Sustainability: Junior Secondary English, Year 7

Changing minds, changing behaviour

This unit, Changing minds, changing behaviour, allows students to explore the persuasive power of advertising by analysis of a narrative television advertisement and one short animated documentary.

Australian Curriculum: English

The general capabilities emphasised in the unit of work, Changing minds, changing behaviour, are literacy, information and communication technology (ICT) capability, critical and creative thinking, ethical behaviour and intercultural understanding. This unit addresses the cross-curriculum priority Sustainability.

The Australian Curriculum: English is built around the three interrelated strands of Language, Literature and Literacy. This unit, with an emphasis on media studies in English, has a strong focus on developing critical literacy and visual literacy by a close analysis of the social purpose of language in both written and visual grammar.

Content

Students will be provided opportunities through the activities to engage with aspects of the following content descriptions.

Language
Language for interaction / Understand how language is used to evaluate texts and how evaluations about a text can be substantiated by reference to the text and other sources (ACELA1782)
Expressing and developing ideas / Understand how modality is achieved through discriminating choices in modal verbs, adverbs, adjectives and nouns (ACELA1536)
Analyse how point of view is generated in visual texts by means of choices, for example gaze, angle and social distance (ACELA1764)

Entries from a dataset
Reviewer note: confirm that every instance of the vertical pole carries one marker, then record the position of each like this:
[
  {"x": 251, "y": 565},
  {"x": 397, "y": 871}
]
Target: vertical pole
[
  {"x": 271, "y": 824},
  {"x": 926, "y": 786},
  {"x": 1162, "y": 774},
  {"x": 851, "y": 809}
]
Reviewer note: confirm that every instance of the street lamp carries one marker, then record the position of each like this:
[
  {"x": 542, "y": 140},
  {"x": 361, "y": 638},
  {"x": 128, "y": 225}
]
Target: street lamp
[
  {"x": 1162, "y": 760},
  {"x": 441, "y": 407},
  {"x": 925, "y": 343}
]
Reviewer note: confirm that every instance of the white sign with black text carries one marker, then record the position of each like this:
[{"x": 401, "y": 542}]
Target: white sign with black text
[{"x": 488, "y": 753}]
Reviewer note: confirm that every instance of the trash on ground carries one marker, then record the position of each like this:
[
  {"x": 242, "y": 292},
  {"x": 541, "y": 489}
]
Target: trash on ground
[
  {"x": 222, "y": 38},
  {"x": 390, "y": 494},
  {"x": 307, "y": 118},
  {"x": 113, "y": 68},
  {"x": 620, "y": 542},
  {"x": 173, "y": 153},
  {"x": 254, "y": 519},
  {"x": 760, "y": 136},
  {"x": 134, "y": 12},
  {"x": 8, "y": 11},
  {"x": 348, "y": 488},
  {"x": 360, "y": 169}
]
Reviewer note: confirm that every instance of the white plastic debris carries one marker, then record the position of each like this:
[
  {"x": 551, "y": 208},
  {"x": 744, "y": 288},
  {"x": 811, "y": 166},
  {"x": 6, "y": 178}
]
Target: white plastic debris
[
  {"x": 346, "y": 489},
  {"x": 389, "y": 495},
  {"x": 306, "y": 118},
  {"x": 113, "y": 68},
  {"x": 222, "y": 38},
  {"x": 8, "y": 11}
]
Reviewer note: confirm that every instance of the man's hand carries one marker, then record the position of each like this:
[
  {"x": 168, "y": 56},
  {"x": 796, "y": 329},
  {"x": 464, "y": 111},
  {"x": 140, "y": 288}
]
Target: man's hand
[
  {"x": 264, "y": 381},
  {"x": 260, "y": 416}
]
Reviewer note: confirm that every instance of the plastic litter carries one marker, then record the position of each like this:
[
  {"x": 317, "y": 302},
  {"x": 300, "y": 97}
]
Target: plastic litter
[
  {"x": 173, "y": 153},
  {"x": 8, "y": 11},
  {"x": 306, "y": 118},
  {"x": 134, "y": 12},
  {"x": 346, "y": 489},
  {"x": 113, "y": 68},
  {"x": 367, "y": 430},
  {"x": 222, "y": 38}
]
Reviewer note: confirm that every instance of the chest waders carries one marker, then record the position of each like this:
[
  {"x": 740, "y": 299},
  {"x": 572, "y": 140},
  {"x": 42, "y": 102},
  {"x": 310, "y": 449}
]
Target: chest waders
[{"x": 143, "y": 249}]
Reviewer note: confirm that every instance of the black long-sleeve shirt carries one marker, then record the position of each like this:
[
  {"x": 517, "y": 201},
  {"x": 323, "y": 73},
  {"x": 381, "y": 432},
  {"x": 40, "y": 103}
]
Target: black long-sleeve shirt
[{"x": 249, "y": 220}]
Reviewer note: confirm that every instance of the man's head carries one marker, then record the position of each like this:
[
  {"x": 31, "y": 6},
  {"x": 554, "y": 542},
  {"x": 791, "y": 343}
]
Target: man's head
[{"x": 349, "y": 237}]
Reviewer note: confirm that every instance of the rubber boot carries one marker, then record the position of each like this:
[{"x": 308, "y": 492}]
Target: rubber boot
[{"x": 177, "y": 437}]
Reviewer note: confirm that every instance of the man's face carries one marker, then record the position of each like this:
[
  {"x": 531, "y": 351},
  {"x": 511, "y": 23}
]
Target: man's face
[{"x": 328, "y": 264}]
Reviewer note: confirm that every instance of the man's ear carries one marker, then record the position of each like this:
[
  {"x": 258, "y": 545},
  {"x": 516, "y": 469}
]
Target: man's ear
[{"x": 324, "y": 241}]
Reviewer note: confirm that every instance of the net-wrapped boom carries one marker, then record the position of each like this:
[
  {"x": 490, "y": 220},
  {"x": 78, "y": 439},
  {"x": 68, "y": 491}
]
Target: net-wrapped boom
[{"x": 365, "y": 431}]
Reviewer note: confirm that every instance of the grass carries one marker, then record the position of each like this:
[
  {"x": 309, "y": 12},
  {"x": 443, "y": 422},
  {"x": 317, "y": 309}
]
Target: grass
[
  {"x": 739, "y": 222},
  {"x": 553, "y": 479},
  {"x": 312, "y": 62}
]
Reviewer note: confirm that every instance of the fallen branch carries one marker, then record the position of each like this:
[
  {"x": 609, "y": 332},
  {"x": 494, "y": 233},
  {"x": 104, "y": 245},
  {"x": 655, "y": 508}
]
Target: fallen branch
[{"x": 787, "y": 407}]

Requirements
Write out the stretch of the curriculum text from "Sustainability: Junior Secondary" through "short animated documentary.", replacing "advertising" with "marketing". This material has no connection to the curriculum text.

Complete output
Sustainability: Junior Secondary English, Year 7

Changing minds, changing behaviour

This unit, Changing minds, changing behaviour, allows students to explore the persuasive power of marketing by analysis of a narrative television advertisement and one short animated documentary.